_Text excerpt:_
^^^^

# Gulf Shores in June. What do I need?



## TNguy

Hey guys, I am going to be down in Gulf Shores in June and want to fish the surf. What kind of basic set up do I need? Rod, reel, line, leader, hooks, bait? And what can I expect to catch?

I will probably fish offshore 2-3 days but want to catch something off the beach. Any help or links would be great!


----------



## Pier#r

Just bring pretty much whatever tackle you have and want to try.
The water is warm enough then to wade fish and there will be jacks, blues & mackerel within reach of the beach just by getting your feet wet.

Bring some jigs, plugs, spoons a little spool of heavy clear mono (like 30# clear), needle nosed pliers and PLENTY of sunscreen!

There should also be whiting and other pan fish available close in by soaking dead shrimp on bottom.


----------



## GrayMan

Bring or get ahold of a basic and acceptable rig to use for a surf combo, i.e. 8ft or plus rod and matching size spin reel with 20# mono for surf fishing and whatever style spin or baitcast setup you are comfortable fishing with for slinging jigs, spoons and topwaters....the gulf, little lagoon and mobile bay will be in full swing in june. You'll have plenty of options of places to go and fish to chase. I live in gulf shores and fish from fort morgan to perdido key, manage to fish most days of the week. Feel free to shoot me pm as you lead up to your trip and I'll be more than happy to let ya know whats gettin hit where and how.


----------



## TNguy

When you say jig I assume you mean like a bucktail jig?


----------



## GrayMan

Yeah, jigs as far as bucktail pompano jigs, hard to go wrong with pink and white. As well as Gotcha jigs, everybodys got a preference but white/red and chrome/red are pretty hard to beat. The third in the jig form would be 1/4oz and 3/8oz jigheads with Berkley Gulp! products fished on them. I wade and kayak fish little lagoon a lot and won't go without the Gulp 3" new penny shrimp, Gulp chartreuse swim mullet, and a handfull of red bass assassin 1/4 oz jigheads..


----------



## TNguy

And if I want to use live bait what kind of set up do I need?


----------



## GrayMan

If you're referring to using natural bait, as in frozen, dead or live shrimp or baitfish, depends on where you're fishing...

^^^^

_Data shown:_
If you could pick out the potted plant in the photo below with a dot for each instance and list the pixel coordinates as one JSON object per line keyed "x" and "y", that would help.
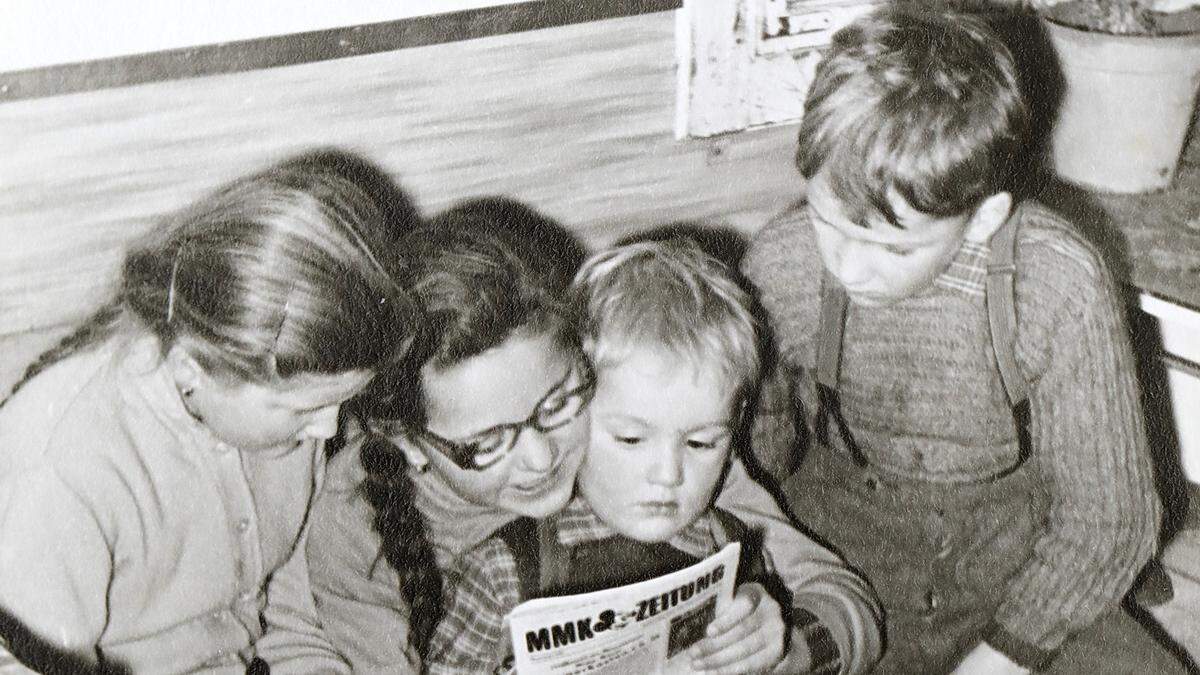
{"x": 1131, "y": 71}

^^^^

_Tasks and exercises:_
**a)** Please retype the Gulf Shores fishing thread word for word, beginning at the words "Bring some jigs, plugs, spoons" and stopping after "shrimp on bottom.".
**b)** For each statement about the Gulf Shores fishing thread, say yes or no to whether it agrees with the thread, and quote the words that decide it. (i) One reply says the water in June is warm enough to wade fish. (ii) GrayMan suggests 30# mono on the surf combo. (iii) The first poster expects to fish offshore for about a week.

_Task answers:_
**a)**
Bring some jigs, plugs, spoons a little spool of heavy clear mono (like 30# clear), needle nosed pliers and PLENTY of sunscreen!

There should also be whiting and other pan fish available close in by soaking dead shrimp on bottom.

**b)**
(i) Yes: "The water is warm enough then to wade fish"
(ii) No: "matching size spin reel with 20# mono for surf fishing"
(iii) No: "I will probably fish offshore 2-3 days"